Knowledge Graphs Evolve Through Human-AI Cooperation! All About KG-HAIT, A New Link Prediction Technology

3 main points
✔️ The importance of human-AI cooperation in knowledge graph embedding (KGE) models.
✔️ Generating Human Insight Feature (HIF) Vectors Using Human-Designed Dynamic Programming (DP).
✔️ Improving Performance and Training Efficiency of Link Prediction Tasks with the KG-HAIT System.

Harmonizing Human Insights and AI Precision: Hand in Hand for Advancing Knowledge Graph Task
written by Shurong Wang, Yufei Zhang, Xuliang Huang, Hongwei Wang
(Submitted on 15 May 2024)
Comments: Published on arxiv.
Subjects:  Machine Learning (cs.LG); Artificial Intelligence (cs.AI)

code： 

The images used in this article are from the paper, the introductory slides, or were created based on them.

Summary

Knowledge graphs (KGs) have been applied in a variety of fields, including relationship discovery, question answering, and recommendation systems, thanks to their expressive power. However, despite its massive scale, KGs are inherently incomplete and manual knowledge collection is never sufficient. For this reason, Knowledge Graph Completion (KGC), known as a strategy for uncovering additional information to expand KG, has been attracting a lot of attention. And at the core of KGC, link prediction (LP), which is dedicated to extracting new reliable knowledge based on existing knowledge, is greatly facilitated by machine learning (ML) techniques.

Image region outline records
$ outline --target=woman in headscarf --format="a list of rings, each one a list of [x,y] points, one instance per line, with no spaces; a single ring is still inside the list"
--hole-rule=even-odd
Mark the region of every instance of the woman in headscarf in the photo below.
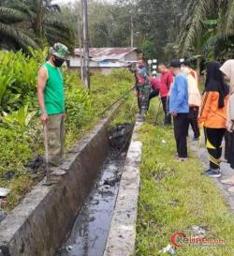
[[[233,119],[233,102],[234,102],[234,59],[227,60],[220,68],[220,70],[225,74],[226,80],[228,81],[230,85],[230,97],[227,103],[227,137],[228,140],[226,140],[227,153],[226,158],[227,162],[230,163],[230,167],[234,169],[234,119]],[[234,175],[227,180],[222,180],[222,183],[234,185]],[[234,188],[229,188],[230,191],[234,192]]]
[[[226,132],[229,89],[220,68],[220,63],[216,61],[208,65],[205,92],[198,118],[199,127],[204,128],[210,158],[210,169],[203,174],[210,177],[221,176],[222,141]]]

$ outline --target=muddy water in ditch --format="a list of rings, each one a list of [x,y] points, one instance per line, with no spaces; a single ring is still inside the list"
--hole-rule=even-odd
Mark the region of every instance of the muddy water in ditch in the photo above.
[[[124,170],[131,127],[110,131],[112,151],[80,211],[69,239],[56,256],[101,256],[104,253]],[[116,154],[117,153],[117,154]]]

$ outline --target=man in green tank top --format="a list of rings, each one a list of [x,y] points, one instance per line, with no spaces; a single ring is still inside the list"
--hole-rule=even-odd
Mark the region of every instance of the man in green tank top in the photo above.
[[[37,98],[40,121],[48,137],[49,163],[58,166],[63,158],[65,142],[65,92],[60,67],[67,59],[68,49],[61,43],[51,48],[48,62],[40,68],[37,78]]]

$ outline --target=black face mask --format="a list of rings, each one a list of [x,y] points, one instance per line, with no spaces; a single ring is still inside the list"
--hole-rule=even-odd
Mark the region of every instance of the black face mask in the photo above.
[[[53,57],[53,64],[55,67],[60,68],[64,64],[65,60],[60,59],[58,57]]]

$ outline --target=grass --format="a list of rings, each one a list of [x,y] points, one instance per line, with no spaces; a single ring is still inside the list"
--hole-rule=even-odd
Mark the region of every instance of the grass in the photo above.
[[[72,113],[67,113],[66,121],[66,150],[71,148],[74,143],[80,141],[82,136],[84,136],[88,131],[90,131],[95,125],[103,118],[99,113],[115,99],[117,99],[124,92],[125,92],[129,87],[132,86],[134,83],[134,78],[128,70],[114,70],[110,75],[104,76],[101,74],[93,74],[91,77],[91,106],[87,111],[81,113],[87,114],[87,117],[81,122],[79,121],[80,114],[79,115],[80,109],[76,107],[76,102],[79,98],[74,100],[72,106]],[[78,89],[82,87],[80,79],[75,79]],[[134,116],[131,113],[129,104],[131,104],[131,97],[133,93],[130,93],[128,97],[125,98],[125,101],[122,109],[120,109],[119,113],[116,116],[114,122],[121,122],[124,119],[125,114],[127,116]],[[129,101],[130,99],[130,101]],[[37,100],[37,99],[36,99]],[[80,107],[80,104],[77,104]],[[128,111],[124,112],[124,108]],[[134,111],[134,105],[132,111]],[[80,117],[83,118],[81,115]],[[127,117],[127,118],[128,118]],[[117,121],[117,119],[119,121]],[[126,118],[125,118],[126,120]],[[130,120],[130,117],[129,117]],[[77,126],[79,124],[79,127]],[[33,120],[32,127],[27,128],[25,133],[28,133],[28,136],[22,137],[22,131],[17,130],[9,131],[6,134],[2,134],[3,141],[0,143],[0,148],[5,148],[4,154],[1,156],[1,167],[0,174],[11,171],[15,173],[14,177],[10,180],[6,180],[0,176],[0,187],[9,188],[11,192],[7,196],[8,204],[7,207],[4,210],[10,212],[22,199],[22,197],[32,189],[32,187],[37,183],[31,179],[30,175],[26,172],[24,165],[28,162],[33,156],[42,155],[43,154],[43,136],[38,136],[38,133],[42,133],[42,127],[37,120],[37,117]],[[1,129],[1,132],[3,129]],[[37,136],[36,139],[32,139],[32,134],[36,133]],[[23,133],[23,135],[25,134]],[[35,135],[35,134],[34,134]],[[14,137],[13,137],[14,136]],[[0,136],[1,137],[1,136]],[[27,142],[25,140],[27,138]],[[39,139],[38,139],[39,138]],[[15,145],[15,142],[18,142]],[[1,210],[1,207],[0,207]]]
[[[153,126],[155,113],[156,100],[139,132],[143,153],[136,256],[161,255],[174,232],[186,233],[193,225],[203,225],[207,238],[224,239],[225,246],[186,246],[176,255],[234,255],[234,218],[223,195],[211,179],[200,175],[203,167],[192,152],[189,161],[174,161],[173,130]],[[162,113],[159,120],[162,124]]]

[Task list]
1. According to the KG-HAIT article, what is link prediction dedicated to?
2. Update the KG-HAIT article by writing out everything from "3 main points" down to "Published on arxiv." again, with "Training Efficiency" changed to "Inference Speed".

[Answer set]
1. Extracting new reliable knowledge based on existing knowledge.

2.
3 main points
✔️ The importance of human-AI cooperation in knowledge graph embedding (KGE) models.
✔️ Generating Human Insight Feature (HIF) Vectors Using Human-Designed Dynamic Programming (DP).
✔️ Improving Performance and Inference Speed of Link Prediction Tasks with the KG-HAIT System.

Harmonizing Human Insights and AI Precision: Hand in Hand for Advancing Knowledge Graph Task
written by Shurong Wang, Yufei Zhang, Xuliang Huang, Hongwei Wang
(Submitted on 15 May 2024)
Comments: Published on arxiv.